Nie wszystkie gwiazdy wiązały swoją przyszłość ze sceną czy telewizją. Bywa, że niektóre z nich popularność zdobyły przez przypadek. Nim praca w show-biznesie stała się dla nich głównym źródłem utrzymania, widzieli się w innych zawodach. Zobaczcie, jakie wykształcenie mają gwiazdy i celebryci polskiego show-biznesu.
Małgorzata Rozenek
"Perfekcyjna" ukończyła prawo na Uniwersytecie Warszawskim i otworzyła nawet przewód doktorski. Ostatecznie nie złożyła jednak dysertacji.
Właśnie oddawałam doktorat z prawa i zastanawiałam się, czy przygotowywać się do habilitacji, czy iść do kancelarii. Uznałam, że przydadzą mi się dwa tygodnie przerwy na podjęcie decyzji i wówczas zadzwoniono do mnie z TVN z propozycją. Ucieszyłam się i pomyślałam, że ten program wypełni mi pewnie dwa dni w tygodniu. Reszta się nie zmieni, będę zajmować się domem, dziećmi. Szybko okazało się, jak bardzo się pomyliłam. Znajomi śmieją się, że tyle energii włożyłam w karierę naukową, a skończyłam w telewizji - mówiła kilka lat temu w "Gali".
Rozenek nie traci jednak nadziei, że kiedyś przed jej nazwiskiem staną dwie literki - dr:
Jestem przekonana, że jeszcze obronię doktorat. Niektórzy seniorzy idą na Uniwersytet Trzeciego Wieku, to ja też mogę. Temat oczywiście będzie taki sam, jaki zgłosiłam wcześniej, czyli "Stosunki majątkowe między małżonkami". Radosław bardzo mnie namawia, żebym to zrobiła - powiedziała w rozmowie z "Faktem".

Zadania do wykonania
**1.** Przepisz wiersze z danymi od pierwszego do tego, który zawiera „[232,200,304,264]”, włącznie, zamieniając „Model Card” na „Model Sheet” i nie zmieniając niczego innego. Podaj wyłącznie te wiersze.
**2.** Dopisz dalszy ciąg tekstu o wykształceniu gwiazd, zaczynając zaraz po jego ostatnim zdaniu.
Tekst o wykształceniu gwiazd i wiersze z danymi są od siebie całkowicie niezależne.

Dane wejściowe
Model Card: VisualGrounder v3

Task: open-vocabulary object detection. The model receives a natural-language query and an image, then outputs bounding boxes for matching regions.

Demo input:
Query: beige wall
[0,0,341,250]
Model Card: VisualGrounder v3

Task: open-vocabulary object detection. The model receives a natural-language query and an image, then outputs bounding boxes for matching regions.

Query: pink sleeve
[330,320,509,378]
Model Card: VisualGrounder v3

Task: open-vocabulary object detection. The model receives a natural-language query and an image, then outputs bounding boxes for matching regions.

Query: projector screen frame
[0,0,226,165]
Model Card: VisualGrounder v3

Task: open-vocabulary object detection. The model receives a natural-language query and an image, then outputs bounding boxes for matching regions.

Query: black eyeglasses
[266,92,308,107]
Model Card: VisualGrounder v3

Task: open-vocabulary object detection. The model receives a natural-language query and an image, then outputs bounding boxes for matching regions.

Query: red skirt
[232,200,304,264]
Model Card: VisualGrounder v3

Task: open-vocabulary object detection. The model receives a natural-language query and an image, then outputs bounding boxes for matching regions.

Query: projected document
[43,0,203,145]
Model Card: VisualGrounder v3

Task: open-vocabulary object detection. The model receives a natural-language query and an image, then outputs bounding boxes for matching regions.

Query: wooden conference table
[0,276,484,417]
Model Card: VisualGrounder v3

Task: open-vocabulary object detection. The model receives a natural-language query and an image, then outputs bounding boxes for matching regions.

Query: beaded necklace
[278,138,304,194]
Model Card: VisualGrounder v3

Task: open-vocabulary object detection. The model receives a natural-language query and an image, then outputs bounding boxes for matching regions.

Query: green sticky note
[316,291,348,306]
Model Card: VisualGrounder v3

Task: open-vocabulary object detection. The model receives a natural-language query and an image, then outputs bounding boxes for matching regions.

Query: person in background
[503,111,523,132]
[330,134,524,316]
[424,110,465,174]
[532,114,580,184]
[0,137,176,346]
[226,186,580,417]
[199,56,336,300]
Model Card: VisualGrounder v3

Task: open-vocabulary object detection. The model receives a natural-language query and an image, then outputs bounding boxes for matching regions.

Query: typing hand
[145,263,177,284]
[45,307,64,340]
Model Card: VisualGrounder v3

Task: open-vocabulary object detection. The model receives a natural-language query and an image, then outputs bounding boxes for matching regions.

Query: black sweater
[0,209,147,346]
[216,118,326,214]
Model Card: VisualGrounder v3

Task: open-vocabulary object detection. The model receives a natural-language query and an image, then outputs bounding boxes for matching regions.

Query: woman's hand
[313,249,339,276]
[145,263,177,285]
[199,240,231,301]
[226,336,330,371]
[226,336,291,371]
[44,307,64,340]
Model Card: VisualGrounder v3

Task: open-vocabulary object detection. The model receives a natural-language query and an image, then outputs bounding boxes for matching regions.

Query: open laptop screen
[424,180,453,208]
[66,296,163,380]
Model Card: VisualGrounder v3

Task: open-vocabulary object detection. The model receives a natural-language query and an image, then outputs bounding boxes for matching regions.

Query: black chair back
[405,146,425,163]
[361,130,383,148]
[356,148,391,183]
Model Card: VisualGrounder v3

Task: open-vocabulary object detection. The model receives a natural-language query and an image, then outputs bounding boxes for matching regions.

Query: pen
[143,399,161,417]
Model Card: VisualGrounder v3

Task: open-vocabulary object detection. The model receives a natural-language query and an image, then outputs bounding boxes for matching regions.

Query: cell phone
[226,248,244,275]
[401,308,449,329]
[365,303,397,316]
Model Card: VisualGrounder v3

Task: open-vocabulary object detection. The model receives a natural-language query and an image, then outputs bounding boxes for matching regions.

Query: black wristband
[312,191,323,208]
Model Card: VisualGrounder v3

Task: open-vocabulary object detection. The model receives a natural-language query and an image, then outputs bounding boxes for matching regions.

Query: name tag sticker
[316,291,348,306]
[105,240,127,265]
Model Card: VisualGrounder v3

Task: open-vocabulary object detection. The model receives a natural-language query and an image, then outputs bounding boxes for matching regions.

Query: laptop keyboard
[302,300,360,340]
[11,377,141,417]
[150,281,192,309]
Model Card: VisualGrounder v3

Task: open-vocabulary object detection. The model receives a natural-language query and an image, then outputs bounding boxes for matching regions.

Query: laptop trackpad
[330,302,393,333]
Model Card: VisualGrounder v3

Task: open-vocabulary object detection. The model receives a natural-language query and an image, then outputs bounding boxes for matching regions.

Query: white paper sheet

Oczekiwane wyniki
**1.**
Model Sheet: VisualGrounder v3

Task: open-vocabulary object detection. The model receives a natural-language query and an image, then outputs bounding boxes for matching regions.

Demo input:
Query: beige wall
[0,0,341,250]
Model Sheet: VisualGrounder v3

Task: open-vocabulary object detection. The model receives a natural-language query and an image, then outputs bounding boxes for matching regions.

Query: pink sleeve
[330,320,509,378]
Model Sheet: VisualGrounder v3

Task: open-vocabulary object detection. The model receives a natural-language query and an image, then outputs bounding boxes for matching regions.

Query: projector screen frame
[0,0,226,165]
Model Sheet: VisualGrounder v3

Task: open-vocabulary object detection. The model receives a natural-language query and an image, then outputs bounding boxes for matching regions.

Query: black eyeglasses
[266,92,308,107]
Model Sheet: VisualGrounder v3

Task: open-vocabulary object detection. The model receives a natural-language query and an image, then outputs bounding boxes for matching regions.

Query: red skirt
[232,200,304,264]

**2.**
Z prawem związana jest też Joanna Jabłczyńska. Aktorka jest prawniczką i radczynią prawną. W 2009 ukończyła studia prawnicze na Wydziale Prawa i Administracji Uniwersytetu Warszawskiego. Na tym jej edukacja się nie zakończyła. Jabłczyńska ukończyła studia podyplomowe dla doradców inwestycyjnych i analityków papierów wartościowych w Akademii Leona Koźmińskiego, a w 2016 rozpoczęła kolejne - z dziedziny prawa amerykańskiego. 37-latka prowadzi własną kancelarię prawną w Warszawie. Kiedy w 2016 roku wywiadzie dla dziennika.pl została zapytana o to, czy czuje się bardziej aktorką, czy prawniczką odpowiedziała:
Na pewno radcą prawnym. W tym kierunku się kształcę, rozwijam zawodowo i znacznie więcej czasu spędzam jako prawniczka, niż jako aktorka.
Przyznała wówczas, że łączenie aktorstwa z pracą radczyni prawnej nie jest proste.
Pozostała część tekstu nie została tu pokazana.